13 de abril: Madrid para los feacios
Borja Lucena Góngora


El programa de festejos de la reunión anual de los feacios siguió la tónica de los últimos años: comer con moderación, beber sin mesura, hablar exageradamente. Desde el mediodía deslumbrante de Madrid, que estrenaba primavera, hasta la noche oscura y tumultuosa, el evento se desarrolló dentro de la más absoluta anormalidad. 

Este año, el lugar elegido para reunirnos fue un restaurante ruso que se esconde donde Madrid aún parece un pueblo apacible, entre la Plaza de la Paja y la Calle Bailén. Como todo en Madrid: entre la belleza y la degradación. Antes de la comida nos sentamos a tomar unas cervezas pecaminosas. Bajo la cúpula inmensa de la Iglesia de San Andrés realizamos las libaciones rituales, dirigimos nuestros ruegos a los dioses y nos arriesgamos a entrar en conversaciones insensatas. Alrededor de esa primera mesa, estábamos cinco valientes feacios: Edu, Santi, Óscar, Diego y yo mismo; enseguida, después de dejar atrás el primer bar, encontramos, a la puerta del restaurante, a Alfredo, de pies ligeros, y a Javi, de vibrante casco. Mientras nos observaban llegar, gesticulaban y lanzaban voces, como si las ganas de reencontrarnos no les permitieran esperar siquiera unos segundos más.

Comimos Borsch y otros platos rusos de nombre enigmático, y todo bajo la atenta mirada del busto de Rasputín, que vigilaba nuestra conversación con rostro severo. Por fortuna, parece que a los encargados no se les había ocurrido adornar el local con la representación de las partes más célebres del monje ruso. Comimos animadamente, entre risas ruidosas y comentarios que se perdían en el entrechocar de las copas. Brindamos por motivos que, desafortunadamente, he olvidado. Javi nos contaba cómo Ana ya es toda una niña; Santi hablaba de su paternidad y de cine -Doctor Zhivago, si no recuerdo mal- con Óscar, Edu y Diego; en una pausa para fumar un cigarro, Alfredo me hizo observar los tejados sobre los que se derramaba el sol como un caldo espeso. Para terminar, chocamos todos el vaso con un vodka de pimienta que exigía una temeridad difícil de mantener a esas horas.


A la salida del restaurante la urgencia nos hizo buscar desesperadamente una terraza para tomar una copa. Madrid estaba poblado de multitudes que salían a la calle tras meses de invierno. "El país necesitaba sol", comentó Santi. Todas las terrazas estaban llenas, y la tarde se estremecía bajo la euforia de la primavera. Tomamos la copa tan necesitada, y a continuación deambulamos por las calles gastadas del centro buscando alguna iglesia en la que meternos. Entramos a San Isidro -fría, muda, monumental- y nos acercamos a San Nicolás de los Servitas, que nos enseñó su magnífica torre medieval; nos avenimos a entrar también a esa apoteosis del mal gusto que es la Catedral de la Almudena, donde nos impresionamos profundamente ante los altorrelieves que adornan sus puertas: unas representaciones esperpénticas de la unión de trono y altar, versión monarquía socialdemócrata. No le falta de nada a esas puertas. Están los reyes observando, y la madre del monarca con su silla de ruedas; hay ángeles suspendidos sobre la escena; hay un crucificado, y todo alrededor del Arzobispo, que inaugura solemnemente la Catedral.
· · · ·
=== Qué hacer ===
Copia de nuevo el texto sobre la reunión de los feacios desde "El programa de" hasta "más absoluta anormalidad.", ambos incluidos, y reemplaza "tumultuosa" por "tranquila". Los registros no desempeñan ningún papel en esto.

(Entradas tomadas de una colección)
· · · ·
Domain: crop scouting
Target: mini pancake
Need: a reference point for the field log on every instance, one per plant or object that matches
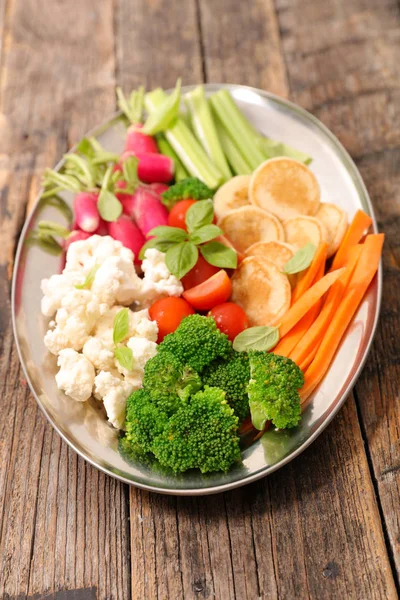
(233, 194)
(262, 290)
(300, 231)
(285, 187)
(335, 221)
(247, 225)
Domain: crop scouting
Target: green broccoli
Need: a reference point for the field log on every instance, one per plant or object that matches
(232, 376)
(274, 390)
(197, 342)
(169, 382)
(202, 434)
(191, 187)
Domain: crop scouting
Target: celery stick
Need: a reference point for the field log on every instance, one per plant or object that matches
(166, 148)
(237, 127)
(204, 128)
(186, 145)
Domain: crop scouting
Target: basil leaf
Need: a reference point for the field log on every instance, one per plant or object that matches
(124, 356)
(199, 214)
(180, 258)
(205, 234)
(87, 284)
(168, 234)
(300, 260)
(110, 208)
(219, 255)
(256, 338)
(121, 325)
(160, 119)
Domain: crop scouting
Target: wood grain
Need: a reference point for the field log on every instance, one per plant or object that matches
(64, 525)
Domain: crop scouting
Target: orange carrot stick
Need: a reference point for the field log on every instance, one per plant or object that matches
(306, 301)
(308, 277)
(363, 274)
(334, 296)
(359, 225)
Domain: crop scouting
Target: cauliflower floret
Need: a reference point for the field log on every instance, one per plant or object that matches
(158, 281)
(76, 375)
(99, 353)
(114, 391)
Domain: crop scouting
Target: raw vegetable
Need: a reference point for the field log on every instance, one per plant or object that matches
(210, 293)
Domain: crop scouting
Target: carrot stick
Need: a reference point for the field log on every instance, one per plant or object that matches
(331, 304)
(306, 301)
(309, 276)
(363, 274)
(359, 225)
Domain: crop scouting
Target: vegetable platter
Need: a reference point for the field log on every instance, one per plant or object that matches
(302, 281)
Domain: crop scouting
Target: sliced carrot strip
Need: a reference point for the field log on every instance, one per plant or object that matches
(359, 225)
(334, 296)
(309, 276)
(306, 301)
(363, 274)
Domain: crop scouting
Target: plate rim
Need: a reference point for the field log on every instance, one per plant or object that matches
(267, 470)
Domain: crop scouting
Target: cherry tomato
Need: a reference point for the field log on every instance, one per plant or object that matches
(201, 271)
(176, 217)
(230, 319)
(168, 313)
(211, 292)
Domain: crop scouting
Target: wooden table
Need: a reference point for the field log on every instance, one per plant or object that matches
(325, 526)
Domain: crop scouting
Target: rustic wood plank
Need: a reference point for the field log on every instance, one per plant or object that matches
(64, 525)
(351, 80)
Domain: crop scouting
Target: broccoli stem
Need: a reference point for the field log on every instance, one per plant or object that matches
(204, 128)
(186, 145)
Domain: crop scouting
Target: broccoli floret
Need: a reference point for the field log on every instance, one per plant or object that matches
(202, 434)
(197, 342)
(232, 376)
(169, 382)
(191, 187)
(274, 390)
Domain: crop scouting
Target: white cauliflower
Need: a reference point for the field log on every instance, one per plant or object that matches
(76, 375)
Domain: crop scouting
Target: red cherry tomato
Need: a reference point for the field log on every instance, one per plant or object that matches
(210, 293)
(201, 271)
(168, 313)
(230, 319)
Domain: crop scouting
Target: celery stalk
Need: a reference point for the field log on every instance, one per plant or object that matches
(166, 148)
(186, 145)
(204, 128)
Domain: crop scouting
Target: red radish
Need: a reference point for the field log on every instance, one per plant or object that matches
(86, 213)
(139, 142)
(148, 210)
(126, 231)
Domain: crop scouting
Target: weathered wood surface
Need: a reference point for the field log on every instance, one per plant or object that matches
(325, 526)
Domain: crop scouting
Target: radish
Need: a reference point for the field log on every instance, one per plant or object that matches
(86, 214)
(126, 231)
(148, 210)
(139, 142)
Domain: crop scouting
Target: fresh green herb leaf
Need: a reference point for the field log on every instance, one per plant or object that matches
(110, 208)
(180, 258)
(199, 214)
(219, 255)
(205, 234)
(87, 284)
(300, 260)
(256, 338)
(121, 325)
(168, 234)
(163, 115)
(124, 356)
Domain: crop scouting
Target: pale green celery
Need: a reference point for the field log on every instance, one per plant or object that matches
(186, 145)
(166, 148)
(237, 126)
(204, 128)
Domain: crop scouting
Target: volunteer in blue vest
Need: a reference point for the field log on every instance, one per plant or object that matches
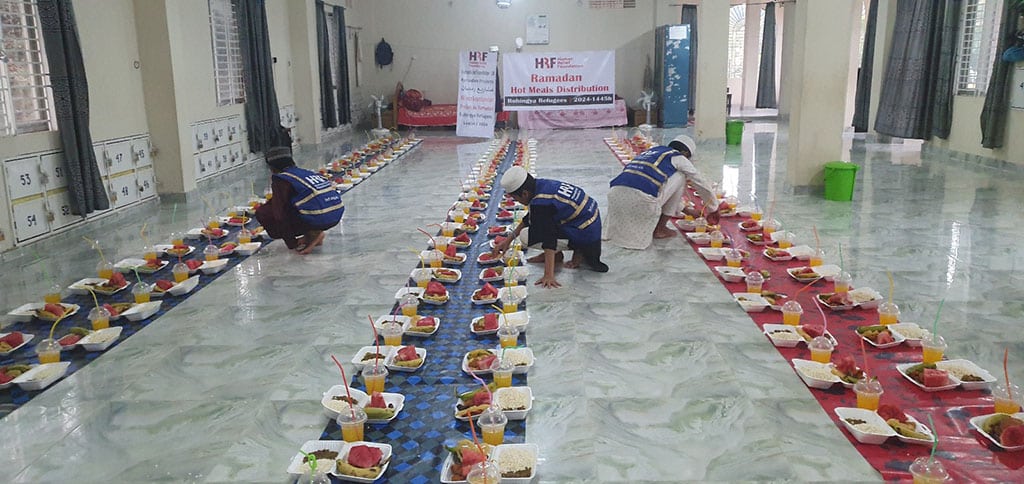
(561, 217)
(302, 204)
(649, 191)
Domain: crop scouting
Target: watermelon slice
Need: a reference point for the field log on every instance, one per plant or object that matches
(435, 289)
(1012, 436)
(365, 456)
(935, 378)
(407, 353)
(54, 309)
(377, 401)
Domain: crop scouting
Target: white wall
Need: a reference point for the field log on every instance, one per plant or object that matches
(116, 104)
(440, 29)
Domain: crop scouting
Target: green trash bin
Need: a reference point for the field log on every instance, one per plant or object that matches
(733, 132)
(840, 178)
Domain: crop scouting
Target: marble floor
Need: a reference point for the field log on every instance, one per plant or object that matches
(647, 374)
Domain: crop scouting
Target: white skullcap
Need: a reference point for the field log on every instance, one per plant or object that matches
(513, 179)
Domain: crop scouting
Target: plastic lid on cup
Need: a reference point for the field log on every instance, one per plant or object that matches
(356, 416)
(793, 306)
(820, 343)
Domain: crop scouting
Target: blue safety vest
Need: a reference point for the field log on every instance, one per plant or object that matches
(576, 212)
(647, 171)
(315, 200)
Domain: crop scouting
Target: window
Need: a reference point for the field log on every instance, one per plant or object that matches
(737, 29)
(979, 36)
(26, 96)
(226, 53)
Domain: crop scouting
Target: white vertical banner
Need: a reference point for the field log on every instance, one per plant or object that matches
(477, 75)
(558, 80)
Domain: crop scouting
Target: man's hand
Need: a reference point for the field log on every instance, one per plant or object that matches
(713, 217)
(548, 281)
· · · ·
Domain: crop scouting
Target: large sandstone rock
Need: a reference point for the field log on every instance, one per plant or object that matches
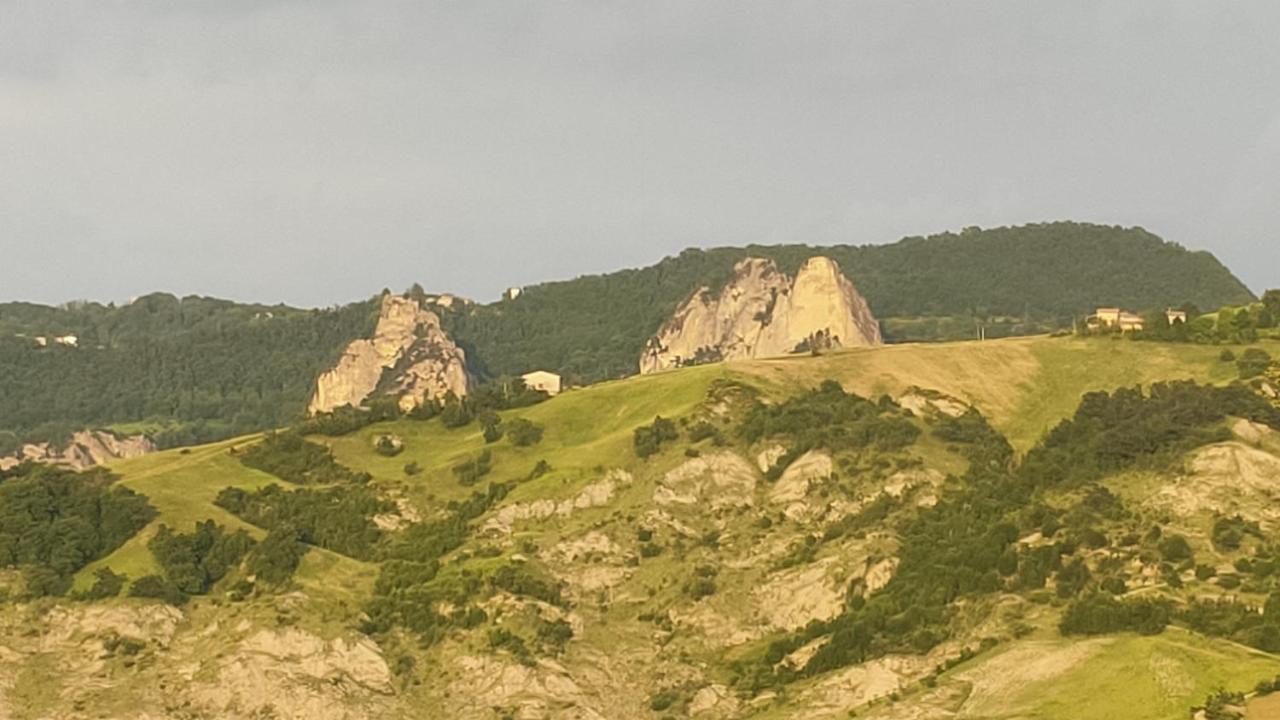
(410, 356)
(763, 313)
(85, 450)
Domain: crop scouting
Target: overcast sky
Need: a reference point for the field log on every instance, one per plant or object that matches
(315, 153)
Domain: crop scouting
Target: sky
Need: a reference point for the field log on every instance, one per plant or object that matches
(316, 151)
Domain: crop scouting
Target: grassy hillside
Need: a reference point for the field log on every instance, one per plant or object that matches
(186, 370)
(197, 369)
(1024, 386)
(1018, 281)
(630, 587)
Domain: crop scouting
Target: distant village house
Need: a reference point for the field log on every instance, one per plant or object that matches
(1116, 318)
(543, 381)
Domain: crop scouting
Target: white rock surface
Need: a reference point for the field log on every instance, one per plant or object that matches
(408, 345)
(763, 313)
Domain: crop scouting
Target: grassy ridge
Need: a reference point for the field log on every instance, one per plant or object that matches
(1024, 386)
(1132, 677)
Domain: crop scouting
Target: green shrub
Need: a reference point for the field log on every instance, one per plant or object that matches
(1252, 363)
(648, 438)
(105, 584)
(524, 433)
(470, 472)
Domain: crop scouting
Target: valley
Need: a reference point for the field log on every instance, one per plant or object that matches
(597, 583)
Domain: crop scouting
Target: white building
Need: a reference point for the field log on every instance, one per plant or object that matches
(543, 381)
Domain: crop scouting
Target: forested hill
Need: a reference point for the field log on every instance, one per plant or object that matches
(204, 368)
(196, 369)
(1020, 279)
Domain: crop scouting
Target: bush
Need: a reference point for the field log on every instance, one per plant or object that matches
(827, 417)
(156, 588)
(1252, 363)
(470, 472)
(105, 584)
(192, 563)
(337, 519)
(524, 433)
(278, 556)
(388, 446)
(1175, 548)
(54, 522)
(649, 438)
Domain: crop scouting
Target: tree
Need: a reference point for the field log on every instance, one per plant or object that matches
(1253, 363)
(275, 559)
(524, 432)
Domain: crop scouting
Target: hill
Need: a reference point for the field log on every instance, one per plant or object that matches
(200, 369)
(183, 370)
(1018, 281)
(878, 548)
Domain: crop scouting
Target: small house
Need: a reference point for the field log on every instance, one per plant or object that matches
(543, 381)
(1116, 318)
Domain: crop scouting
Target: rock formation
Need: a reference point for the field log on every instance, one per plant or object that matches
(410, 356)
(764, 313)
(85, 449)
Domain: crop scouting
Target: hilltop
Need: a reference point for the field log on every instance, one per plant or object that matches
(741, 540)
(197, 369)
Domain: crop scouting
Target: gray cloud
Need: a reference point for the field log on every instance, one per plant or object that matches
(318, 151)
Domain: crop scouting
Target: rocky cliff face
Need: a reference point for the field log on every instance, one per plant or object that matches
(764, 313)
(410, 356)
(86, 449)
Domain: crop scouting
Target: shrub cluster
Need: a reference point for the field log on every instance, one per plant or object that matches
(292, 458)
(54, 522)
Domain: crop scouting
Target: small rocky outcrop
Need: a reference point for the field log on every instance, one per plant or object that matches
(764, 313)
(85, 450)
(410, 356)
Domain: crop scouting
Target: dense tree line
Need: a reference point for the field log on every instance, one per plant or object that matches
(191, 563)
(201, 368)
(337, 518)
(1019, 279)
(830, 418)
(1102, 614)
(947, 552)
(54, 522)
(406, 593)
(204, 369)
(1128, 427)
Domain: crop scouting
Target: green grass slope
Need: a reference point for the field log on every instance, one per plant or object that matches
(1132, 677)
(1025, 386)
· · · ·
=== Respuesta escrita ===
El programa de festejos de la reunión anual de los feacios siguió la tónica de los últimos años: comer con moderación, beber sin mesura, hablar exageradamente. Desde el mediodía deslumbrante de Madrid, que estrenaba primavera, hasta la noche oscura y tranquila, el evento se desarrolló dentro de la más absoluta anormalidad.